Task to complete ::
From the data below, copy every line unchanged, starting with the line that contains "label=foreground naga sculpture" and going on through the line that contains "[633,554,1092,608]".

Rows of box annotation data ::
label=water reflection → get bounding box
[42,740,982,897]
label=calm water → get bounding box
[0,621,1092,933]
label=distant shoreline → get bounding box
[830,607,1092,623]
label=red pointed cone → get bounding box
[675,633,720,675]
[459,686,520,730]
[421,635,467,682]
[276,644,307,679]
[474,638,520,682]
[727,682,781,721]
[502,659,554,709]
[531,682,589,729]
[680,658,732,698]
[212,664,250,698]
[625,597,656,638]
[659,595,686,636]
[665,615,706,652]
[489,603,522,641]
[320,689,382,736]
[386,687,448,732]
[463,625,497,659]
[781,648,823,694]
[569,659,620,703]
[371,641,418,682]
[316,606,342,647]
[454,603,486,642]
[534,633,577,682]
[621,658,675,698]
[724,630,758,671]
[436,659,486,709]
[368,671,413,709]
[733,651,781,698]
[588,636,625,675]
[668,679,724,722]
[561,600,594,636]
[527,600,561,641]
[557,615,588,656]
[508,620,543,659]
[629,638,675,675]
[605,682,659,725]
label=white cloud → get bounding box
...
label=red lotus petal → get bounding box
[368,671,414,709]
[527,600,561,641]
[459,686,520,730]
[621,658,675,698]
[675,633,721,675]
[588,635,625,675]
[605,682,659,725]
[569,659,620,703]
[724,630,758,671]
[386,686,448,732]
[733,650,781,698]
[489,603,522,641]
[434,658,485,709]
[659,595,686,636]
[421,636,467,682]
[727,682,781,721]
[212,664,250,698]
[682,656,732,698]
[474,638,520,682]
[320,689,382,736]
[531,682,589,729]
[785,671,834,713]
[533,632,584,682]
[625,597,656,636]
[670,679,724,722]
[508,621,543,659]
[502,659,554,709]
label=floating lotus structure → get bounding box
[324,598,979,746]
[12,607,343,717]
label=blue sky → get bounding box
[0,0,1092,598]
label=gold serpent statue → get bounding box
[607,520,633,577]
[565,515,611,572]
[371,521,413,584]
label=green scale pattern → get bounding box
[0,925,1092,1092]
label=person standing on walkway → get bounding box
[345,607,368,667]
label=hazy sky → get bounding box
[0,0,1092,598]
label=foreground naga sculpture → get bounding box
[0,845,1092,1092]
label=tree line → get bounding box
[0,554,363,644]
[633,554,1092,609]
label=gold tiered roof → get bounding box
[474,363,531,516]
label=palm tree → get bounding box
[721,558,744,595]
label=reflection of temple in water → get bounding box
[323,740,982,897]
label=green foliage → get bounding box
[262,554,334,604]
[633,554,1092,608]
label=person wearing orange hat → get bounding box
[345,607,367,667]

Complete output ::
label=foreground naga sculpture → get bounding box
[0,845,1092,1092]
label=tree line → get bounding box
[0,554,363,644]
[633,554,1092,609]
label=gold tiered roof → get bounding box
[474,363,531,516]
label=palm tree → get bounding box
[721,558,744,595]
label=reflection of temple in water → get bounding box
[323,740,982,897]
label=green foliage → get bounding box
[262,554,334,604]
[633,554,1092,608]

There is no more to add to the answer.